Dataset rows

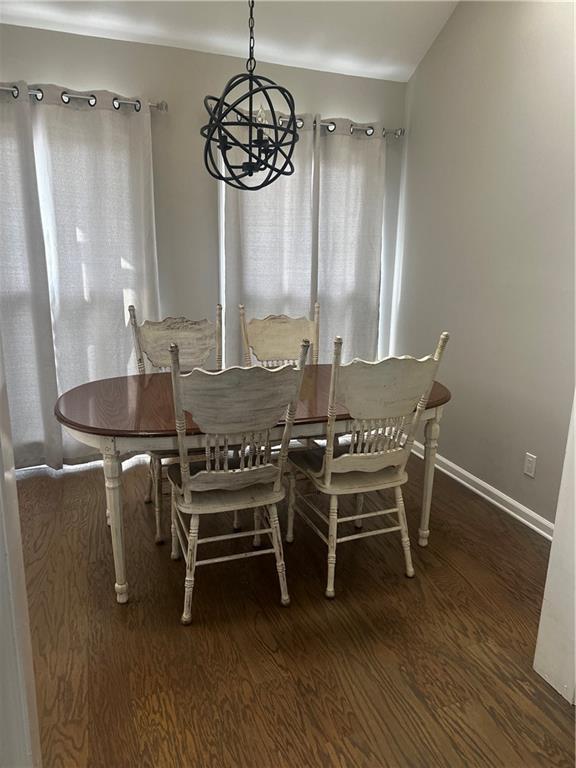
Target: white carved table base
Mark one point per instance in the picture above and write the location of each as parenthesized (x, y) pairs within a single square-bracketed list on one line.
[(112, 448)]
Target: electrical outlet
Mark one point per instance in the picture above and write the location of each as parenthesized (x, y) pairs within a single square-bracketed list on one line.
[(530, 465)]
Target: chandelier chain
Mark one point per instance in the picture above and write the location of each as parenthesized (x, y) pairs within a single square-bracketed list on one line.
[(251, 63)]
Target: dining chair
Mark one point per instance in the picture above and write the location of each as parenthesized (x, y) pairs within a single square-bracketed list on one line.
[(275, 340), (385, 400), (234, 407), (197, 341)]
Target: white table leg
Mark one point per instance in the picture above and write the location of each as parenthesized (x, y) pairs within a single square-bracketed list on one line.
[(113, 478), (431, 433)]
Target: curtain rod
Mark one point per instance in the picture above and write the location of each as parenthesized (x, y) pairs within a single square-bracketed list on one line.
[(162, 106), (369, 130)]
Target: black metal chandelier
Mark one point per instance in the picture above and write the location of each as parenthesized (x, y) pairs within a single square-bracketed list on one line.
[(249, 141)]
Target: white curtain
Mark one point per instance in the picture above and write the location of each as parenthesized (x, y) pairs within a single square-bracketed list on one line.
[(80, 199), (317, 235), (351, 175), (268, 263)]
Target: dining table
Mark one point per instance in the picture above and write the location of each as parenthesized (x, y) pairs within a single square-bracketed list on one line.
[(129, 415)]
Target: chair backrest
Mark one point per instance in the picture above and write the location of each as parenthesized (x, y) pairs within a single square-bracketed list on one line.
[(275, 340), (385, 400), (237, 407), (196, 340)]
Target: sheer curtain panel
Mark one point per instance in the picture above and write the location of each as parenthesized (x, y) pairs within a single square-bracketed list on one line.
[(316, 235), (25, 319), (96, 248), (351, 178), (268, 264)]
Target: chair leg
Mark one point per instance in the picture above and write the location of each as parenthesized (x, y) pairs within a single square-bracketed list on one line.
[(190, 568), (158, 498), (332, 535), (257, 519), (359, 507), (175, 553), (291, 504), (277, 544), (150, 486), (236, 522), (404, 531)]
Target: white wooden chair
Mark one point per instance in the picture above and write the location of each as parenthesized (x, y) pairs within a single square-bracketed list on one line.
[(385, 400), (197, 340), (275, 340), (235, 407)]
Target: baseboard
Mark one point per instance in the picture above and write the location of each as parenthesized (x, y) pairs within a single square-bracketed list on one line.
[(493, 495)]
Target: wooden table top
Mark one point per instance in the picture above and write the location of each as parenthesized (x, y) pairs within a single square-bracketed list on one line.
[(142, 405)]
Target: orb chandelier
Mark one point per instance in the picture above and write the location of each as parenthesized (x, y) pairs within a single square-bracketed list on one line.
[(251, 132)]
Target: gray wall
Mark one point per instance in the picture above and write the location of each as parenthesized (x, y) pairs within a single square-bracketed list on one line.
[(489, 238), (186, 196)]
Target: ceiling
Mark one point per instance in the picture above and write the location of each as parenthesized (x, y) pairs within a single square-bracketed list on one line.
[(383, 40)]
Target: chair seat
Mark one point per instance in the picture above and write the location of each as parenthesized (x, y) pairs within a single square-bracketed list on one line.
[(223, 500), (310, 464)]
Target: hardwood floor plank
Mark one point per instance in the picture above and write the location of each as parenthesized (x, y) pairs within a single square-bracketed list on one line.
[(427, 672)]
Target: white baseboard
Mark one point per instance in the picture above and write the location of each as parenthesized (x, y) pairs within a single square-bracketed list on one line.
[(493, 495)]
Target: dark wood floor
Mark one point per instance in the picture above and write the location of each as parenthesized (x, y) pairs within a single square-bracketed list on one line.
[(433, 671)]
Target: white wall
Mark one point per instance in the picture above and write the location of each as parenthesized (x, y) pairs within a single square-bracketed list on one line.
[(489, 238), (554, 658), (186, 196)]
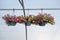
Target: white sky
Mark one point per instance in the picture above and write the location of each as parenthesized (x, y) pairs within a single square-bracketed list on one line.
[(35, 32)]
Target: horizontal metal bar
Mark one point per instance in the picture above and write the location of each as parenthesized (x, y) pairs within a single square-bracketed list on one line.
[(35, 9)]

...

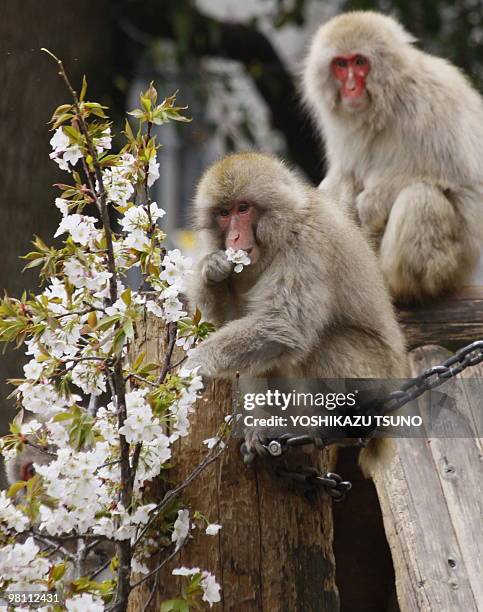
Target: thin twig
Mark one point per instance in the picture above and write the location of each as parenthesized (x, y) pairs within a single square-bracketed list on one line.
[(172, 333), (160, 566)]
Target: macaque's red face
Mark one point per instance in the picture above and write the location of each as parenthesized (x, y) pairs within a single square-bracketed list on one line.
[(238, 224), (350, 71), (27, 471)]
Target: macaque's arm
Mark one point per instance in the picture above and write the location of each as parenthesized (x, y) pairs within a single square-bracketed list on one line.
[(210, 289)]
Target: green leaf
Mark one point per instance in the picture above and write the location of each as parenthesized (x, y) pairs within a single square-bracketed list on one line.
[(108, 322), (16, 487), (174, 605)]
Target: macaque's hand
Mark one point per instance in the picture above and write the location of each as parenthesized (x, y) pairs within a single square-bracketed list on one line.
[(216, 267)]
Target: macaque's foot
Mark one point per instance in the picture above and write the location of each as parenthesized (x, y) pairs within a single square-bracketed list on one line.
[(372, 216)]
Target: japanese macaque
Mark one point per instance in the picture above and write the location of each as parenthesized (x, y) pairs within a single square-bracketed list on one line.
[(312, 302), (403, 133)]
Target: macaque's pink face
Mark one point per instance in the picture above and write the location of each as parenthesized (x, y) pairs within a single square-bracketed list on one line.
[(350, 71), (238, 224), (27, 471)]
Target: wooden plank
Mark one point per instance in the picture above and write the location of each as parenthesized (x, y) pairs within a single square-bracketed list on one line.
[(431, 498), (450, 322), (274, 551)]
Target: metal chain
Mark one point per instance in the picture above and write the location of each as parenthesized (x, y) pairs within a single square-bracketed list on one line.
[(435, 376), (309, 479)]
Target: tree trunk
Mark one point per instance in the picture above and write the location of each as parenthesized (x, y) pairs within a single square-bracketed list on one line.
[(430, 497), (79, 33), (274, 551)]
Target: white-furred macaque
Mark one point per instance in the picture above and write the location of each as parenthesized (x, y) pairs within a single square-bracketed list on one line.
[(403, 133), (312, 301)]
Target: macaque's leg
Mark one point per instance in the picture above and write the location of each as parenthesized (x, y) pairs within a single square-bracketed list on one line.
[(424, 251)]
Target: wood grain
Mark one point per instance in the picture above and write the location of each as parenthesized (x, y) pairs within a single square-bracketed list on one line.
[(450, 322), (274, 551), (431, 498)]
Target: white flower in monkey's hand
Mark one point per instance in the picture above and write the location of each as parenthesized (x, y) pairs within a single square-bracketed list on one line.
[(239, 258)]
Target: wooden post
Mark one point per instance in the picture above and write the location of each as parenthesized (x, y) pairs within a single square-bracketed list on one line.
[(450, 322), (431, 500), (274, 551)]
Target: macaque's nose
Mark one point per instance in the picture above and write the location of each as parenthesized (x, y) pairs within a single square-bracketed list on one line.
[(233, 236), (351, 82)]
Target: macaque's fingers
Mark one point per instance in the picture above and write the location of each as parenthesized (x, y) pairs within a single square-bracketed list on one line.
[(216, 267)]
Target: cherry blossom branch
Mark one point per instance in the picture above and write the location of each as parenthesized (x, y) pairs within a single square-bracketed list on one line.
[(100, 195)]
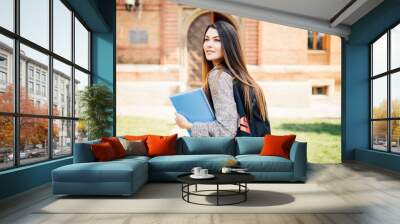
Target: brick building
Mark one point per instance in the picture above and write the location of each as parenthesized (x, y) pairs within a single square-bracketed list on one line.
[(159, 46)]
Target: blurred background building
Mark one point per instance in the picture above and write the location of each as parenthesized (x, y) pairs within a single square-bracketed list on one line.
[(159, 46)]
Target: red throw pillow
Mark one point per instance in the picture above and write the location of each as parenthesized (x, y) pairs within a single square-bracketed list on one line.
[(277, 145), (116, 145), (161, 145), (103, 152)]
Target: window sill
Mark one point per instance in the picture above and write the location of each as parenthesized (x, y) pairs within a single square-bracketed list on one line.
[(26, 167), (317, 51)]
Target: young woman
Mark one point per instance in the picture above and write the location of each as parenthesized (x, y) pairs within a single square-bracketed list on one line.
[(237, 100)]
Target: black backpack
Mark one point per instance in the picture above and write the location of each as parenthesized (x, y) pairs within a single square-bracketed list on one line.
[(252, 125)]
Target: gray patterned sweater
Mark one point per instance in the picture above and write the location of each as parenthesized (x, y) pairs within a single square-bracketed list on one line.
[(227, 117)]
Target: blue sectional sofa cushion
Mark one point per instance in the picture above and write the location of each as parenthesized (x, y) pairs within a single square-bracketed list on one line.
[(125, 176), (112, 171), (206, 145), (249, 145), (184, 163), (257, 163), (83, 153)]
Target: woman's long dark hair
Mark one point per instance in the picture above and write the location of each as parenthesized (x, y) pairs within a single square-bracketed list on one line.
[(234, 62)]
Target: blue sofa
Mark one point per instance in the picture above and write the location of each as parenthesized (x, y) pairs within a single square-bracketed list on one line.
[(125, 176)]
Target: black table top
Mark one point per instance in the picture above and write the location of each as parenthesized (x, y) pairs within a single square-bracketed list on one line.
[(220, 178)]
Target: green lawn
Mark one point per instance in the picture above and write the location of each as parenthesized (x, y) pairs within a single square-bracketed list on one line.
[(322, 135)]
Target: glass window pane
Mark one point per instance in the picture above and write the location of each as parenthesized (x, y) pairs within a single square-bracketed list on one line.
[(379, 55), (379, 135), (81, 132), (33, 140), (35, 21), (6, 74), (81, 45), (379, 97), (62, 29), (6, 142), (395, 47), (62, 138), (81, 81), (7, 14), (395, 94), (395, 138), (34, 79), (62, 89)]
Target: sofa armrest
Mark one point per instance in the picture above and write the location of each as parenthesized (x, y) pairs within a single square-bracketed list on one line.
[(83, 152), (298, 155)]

• _Brief_
Recast the data from the line containing "Target: metal chain" up to and including the line containing "[(233, 236), (351, 82)]" as a Markdown table with the columns Row and Text. Put each line's number under Row and the line under Text, and omit blank lines.

• _Result of this exercise_
| Row | Text |
|---|---|
| 1 | Target: metal chain |
| 2 | Mark one point per instance in the picture above and write the location of each as parenthesized (x, y) pairs within a single square-bracketed list on one line. |
| 3 | [(435, 376), (309, 479)] |
| 4 | Target: tree trunk |
| 5 | Mark one point per instance in the picture above and write the location of each as parenthesized (x, y) pairs within a single square-bracketed list on one line. |
| 6 | [(430, 497), (79, 33), (274, 551)] |
| 7 | Target: white-furred macaque |
| 8 | Mark one point per instance in the picture above and write the location of each as parenthesized (x, y) pairs within a single square-bracketed list on one line. |
| 9 | [(403, 133), (312, 301)] |
| 10 | Target: macaque's leg |
| 11 | Mark one point per instance in the picture above and write the location of each as parenthesized (x, y) pairs within a single square-bracketed list on one line. |
| 12 | [(424, 251)] |
| 13 | Target: wood grain |
| 14 | Mark one point per instance in the picture above and write the location of each as parenthesized (x, y) pairs within a single square-bracketed list on one line. |
| 15 | [(450, 322), (274, 551), (431, 498)] |
| 16 | Target: white flower in monkey's hand |
| 17 | Mark one point per instance in the picture above and write the location of each as parenthesized (x, y) pairs within a single square-bracketed list on one line. |
| 18 | [(239, 258)] |
| 19 | Target: wooden post |
| 20 | Mark one point per instance in the picture above and write the location of each as parenthesized (x, y) pairs within a single square-bracketed list on one line. |
| 21 | [(450, 322), (431, 500), (274, 551)] |
| 22 | Target: macaque's nose |
| 23 | Mark one point per instance in the picture above and write the location of each as parenthesized (x, y) pairs within a single square-bracketed list on one line. |
| 24 | [(233, 236), (351, 82)] |